Extend the passage on investment risk and diversification, picking up after its last sentence.

#### SUPPLIED PASSAGE
·····

Along with every investment comes not only opportunity for gains, but also risks. A few major ones are:
The risk of losing money.
With price volatility, your investment may not be available at a value that's acceptable to you when you need it.
The emotional toll that the fear of losing money and volatility can take -- and the possibility that fear or exuberance could cause you to sell or buy at the wrong time
Wherever a particular investment or group of investments is subject to the same possible negative event, you can diversify away from that group of investments to minimize that risk.
Here are a few examples of different kinds of diversification and how they can reduce risk.
Position-level:
Suppose you invested your entire life savings into Domino's Pizza stock. If the company were to be bankrupted by an accounting scandal, driven into the ground by competitors, or simply fail to grow at the rate investors expect and demand, you'd be out of luck.
You could limit the potential damage of risks specific to a single investment by choosing multiple investments.
Industry:
Suppose instead that you invested all of your money in Domino's, Papa John's , and Yum! Brands (proud corporate owner of Pizza Hut). Now you'd be better protected from risks to Domino's, but you'd still be vulnerable to risks to the pizza industry. Maybe fierce pizza competition will force each of your companies to become less profitable; maybe health-conscious customers will gradually move away from pizza; maybe less rainfall permanently increases the costs of meat and cheese. To avoid such industry-specific risks, you can invest in multiple industries.
It's not always clear when you don't have diversification across different kinds of businesses. You might own pizza, soda, jewelry, cosmetic, and clothing stocks. Even though these are different industries, they're all consumer-based. An event that reduces consumer spending could affect all of them.
Company size:
Stocks of certain sized companies can perform differently from other sized companies over fairly long periods of time. So many investors allocate some money to groups of small (say, $300 million to $2 billion in market cap), medium-sized ($2 billion to $10 billion), and large ($10 billion and up) each.

·····

#### RECORDS
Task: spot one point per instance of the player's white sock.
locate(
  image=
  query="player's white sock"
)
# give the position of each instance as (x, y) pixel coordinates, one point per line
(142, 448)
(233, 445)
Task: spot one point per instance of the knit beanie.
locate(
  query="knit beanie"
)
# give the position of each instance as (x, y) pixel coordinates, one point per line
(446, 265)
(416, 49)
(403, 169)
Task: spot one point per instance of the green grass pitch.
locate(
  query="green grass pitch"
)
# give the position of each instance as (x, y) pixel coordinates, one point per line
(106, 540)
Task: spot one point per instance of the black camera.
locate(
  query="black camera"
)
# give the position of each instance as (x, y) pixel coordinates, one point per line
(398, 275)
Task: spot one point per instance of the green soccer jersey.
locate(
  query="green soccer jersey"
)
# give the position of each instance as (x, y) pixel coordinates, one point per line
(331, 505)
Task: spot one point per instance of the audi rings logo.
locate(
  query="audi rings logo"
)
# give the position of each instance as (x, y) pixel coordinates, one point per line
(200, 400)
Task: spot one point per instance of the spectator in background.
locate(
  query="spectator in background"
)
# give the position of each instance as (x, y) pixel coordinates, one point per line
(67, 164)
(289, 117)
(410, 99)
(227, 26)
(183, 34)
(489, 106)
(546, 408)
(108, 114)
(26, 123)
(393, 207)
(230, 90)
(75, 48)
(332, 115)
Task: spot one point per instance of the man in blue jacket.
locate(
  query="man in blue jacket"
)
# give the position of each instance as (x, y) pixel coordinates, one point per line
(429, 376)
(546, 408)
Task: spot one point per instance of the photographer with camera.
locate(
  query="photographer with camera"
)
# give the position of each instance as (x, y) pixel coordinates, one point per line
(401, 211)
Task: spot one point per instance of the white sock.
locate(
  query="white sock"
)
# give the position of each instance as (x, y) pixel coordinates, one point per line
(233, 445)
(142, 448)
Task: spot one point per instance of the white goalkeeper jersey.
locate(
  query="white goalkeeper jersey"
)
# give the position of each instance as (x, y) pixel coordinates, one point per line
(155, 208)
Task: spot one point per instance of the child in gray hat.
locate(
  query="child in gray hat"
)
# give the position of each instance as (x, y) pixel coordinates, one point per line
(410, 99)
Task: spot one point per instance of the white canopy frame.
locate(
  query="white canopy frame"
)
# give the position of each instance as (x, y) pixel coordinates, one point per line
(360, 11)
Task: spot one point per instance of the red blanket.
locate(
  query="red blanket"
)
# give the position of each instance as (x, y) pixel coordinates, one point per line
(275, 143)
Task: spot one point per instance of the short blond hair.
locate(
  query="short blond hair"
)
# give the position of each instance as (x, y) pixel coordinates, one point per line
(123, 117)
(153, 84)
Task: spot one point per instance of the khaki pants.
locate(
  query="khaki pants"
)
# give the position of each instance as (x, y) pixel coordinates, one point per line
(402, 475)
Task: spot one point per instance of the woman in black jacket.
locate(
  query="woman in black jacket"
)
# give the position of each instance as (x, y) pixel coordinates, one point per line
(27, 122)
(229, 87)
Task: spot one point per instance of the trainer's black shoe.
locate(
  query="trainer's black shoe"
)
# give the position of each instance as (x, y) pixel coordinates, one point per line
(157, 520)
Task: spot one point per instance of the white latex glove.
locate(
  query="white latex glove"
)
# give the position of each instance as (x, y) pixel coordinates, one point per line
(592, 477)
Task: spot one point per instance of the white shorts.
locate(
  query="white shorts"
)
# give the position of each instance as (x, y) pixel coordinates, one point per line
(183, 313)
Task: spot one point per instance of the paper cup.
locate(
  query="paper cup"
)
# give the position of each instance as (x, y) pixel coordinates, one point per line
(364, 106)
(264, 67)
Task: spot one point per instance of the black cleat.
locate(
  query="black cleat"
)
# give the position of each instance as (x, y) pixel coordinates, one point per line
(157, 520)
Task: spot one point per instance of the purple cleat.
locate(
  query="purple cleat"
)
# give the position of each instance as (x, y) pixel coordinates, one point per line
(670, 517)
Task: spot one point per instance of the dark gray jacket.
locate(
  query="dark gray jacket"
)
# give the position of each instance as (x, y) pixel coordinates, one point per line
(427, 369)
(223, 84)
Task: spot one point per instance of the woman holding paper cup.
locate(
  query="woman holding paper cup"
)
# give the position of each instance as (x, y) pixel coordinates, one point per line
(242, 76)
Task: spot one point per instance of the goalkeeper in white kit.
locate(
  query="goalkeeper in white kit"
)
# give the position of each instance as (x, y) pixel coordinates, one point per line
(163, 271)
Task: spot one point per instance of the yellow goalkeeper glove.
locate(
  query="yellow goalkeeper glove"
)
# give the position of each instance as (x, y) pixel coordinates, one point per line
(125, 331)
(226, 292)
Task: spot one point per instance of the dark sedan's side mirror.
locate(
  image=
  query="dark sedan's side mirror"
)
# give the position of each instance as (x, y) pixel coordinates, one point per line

·····

#### ANSWER SPACE
Geographic:
Economic downturns, currency fluctuations, political instability are all risks that can affect a single country. Many investors try to spread their investments across different countries and regions.
Style:
Certain strategies -- whether value, growth, or dividend investing -- can be more successful than others over periods of time.
Asset type:
Finally, different kinds of assets can have different return characteristics based on factors like economic activity, interest rates, inflation, or their relative valuations. Bonds, for example, tend to be less volatile than stocks, which makes them popular with retirees who may not have the option of waiting out a drawn-out stock market decline.
For these reasons, many investors try to spread their investments between stocks, bonds, real estate, (and sometimes even commodities).
Disadvantages of diversification
Some amount of diversification is pretty much universally advised to reduce the risks of losing money, volatility, and emotional stress. But just as diversification can limit your downside by averaging out risk and volatility across a group of investments, it can also limit your upside. As your level of diversification increases, your returns will be more likely to mimic the market average.
It's also possible for diversification to increase your risk if it leads you to purchase investments that are risky or that you don't understand very well. For example, an investor who lacks exposure to pharmaceutical companies, gold miners, hedge funds, or emerging market economies and knows nothing about these (risky) fields, might make a mistake by investing in them purely for the sake of diversification.
A highly diversified portfolio can also be more time-consuming to manage than a less-diversified portfolio because you'll have more investments to follow and trade, plus more layers of diversification to make sure you're adhering to. Transaction costs could also be higher if maintaining your diversification requires you to micromanage and trade more frequently.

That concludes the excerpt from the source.